SizheAn / PanoHead

Code Repository for CVPR 2023 Paper "PanoHead: Geometry-Aware 3D Full-Head Synthesis in 360 degree"

Geek Repo:Geek Repo

Github PK Tool:Github PK Tool

Is Mask Actually Used in Inversion?

ChikaYan opened this issue · comments

Hi, thank you for the brilliant work!

May I just ask a quick question -- are the masks actually used during the PTI inversion? The code in projector_withseg.py seems to only read the image directly from the given path, without reading/using the provided masks at all, is this expected?

If so, may I ask if it is actually possible to utilize a mask during the inversion? At the moment, it seems that inversion would fail pretty badly if the image contains a large area of hair.

Thank you in advance!

Yeah I think if you just comment line

dataset_kwargs = dnnlib.EasyDict(class_name='training.dataset.MaskLabeledDataset', img_path=target_img, seg_path=target_seg, use_labels=True, max_size=None, xflip=False)
and uncomment line
# dataset_kwargs = dnnlib.EasyDict(class_name='training.dataset.ImageFolderDataset', path=target_fname, use_labels=True, max_size=None, xflip=False)
, change it to

dataset_kwargs = dnnlib.EasyDict(class_name='training.dataset.ImageFolderDataset', path=target_img, use_labels=True, max_size=None, xflip=False)

, the pti should still work.

Using the mask won't solve this problem ultimately, IMO. Inversion itself does not fail on finding the closest latent as you can see almost all the reconstruct images for frontal faces are high quality still. The problem occurs when we change the camera pose to side/back, which means the pretrained model's learned 3D prior is not good/generalizable enough. This is just my opinion, feel free to do something with masks and let us know! :)

Thx a lot! Yeah it makes sense

> **What you should do**: Condense the paragraph in the PanoHead thread above that begins "Using the mask won't solve" into a short bulleted list that keeps its main points.

> **Data records**:
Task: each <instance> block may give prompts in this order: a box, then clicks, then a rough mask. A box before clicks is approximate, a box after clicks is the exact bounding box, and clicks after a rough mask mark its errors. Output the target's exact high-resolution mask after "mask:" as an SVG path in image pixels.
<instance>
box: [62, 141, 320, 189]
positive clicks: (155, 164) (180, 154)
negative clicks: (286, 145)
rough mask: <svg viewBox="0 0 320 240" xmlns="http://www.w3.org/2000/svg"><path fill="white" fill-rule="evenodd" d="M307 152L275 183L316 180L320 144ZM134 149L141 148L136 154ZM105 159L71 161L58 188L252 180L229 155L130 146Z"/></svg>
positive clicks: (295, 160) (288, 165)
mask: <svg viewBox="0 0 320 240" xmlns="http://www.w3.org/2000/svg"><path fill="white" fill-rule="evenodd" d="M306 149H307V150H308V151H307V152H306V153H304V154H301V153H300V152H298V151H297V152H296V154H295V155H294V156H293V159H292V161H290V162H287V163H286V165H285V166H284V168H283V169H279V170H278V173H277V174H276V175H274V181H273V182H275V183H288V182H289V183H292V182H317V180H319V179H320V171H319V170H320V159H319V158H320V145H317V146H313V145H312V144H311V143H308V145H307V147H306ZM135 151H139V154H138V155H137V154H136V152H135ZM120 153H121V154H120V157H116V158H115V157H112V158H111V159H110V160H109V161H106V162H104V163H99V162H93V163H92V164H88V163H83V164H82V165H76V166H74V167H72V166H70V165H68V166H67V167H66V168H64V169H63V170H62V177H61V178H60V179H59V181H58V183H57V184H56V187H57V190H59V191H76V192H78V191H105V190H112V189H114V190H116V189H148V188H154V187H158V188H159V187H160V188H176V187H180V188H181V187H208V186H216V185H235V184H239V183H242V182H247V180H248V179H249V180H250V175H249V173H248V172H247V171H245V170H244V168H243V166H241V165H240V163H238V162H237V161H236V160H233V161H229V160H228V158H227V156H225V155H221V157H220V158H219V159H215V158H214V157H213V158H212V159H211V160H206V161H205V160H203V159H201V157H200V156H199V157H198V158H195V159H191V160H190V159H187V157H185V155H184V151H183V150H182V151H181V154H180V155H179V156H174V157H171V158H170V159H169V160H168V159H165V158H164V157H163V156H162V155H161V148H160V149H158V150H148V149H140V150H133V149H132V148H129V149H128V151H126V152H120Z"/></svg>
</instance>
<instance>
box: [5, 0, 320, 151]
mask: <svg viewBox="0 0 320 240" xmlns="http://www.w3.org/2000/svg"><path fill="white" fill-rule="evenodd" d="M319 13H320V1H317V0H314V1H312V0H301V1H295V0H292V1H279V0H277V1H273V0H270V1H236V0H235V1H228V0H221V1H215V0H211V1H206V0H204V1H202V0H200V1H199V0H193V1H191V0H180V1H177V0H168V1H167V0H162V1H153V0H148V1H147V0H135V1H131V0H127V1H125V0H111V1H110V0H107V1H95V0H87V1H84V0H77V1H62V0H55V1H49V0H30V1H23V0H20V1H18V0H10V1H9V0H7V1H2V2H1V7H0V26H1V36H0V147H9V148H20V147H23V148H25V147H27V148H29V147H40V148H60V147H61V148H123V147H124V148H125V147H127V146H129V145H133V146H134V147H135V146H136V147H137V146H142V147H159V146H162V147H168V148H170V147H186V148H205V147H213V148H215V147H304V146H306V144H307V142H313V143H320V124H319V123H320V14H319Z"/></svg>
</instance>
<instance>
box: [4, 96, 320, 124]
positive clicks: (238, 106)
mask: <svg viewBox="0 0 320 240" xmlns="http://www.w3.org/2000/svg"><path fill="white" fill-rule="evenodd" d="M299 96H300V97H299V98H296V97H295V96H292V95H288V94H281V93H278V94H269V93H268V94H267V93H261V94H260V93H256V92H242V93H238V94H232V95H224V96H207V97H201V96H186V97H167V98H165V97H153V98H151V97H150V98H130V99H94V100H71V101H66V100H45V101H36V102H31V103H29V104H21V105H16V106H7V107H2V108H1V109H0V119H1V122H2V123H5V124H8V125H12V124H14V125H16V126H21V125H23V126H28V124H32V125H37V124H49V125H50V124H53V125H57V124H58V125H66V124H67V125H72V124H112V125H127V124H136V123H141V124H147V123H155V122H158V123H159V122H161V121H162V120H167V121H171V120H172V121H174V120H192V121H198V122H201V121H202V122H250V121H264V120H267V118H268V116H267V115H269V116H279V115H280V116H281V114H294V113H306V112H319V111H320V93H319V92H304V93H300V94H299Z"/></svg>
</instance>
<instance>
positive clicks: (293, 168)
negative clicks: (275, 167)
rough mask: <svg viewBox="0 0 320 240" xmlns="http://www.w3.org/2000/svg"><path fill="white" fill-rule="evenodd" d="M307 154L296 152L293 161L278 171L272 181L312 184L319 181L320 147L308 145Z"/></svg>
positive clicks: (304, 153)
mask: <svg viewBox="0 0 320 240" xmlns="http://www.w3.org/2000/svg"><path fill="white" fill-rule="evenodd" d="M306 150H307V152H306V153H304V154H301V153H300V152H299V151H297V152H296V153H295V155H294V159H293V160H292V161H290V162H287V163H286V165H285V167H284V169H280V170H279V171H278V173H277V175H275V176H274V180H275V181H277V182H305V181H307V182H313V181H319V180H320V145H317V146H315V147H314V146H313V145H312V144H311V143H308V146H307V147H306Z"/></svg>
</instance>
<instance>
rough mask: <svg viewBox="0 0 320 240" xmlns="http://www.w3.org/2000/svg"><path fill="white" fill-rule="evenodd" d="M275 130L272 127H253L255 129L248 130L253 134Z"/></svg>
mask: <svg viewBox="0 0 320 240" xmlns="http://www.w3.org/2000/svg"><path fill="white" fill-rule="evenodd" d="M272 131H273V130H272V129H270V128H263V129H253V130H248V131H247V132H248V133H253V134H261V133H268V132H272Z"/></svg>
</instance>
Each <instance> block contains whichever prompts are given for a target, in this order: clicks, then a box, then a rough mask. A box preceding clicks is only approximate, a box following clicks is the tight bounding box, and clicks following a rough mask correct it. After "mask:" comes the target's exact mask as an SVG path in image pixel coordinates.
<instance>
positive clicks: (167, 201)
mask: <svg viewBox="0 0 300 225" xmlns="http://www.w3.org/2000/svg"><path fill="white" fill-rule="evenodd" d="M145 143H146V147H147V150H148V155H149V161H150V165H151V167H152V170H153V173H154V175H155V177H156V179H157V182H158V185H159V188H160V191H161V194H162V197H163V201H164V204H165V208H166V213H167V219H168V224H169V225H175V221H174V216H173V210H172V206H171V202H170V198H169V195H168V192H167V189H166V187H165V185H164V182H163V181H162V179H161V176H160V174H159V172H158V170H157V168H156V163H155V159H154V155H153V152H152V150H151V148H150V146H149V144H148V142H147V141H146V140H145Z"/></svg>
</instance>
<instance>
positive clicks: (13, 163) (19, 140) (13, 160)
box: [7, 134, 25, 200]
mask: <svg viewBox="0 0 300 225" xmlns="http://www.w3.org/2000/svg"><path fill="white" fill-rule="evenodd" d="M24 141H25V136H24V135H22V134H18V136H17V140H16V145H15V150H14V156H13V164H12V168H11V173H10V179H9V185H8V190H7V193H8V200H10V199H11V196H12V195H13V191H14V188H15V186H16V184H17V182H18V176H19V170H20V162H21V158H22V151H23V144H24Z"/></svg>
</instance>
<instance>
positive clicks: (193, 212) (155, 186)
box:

> **Output below**:
- In the replier's opinion, using the mask won't ultimately solve the problem.
- Inversion itself doesn't fail to find the closest latent. Almost all reconstructed frontal-face images are still high quality.
- The problem appears when the camera pose is changed to the side or back. This means the pretrained model's learned 3D prior is not good or generalizable enough.
- The replier invites others to try something with masks and report back.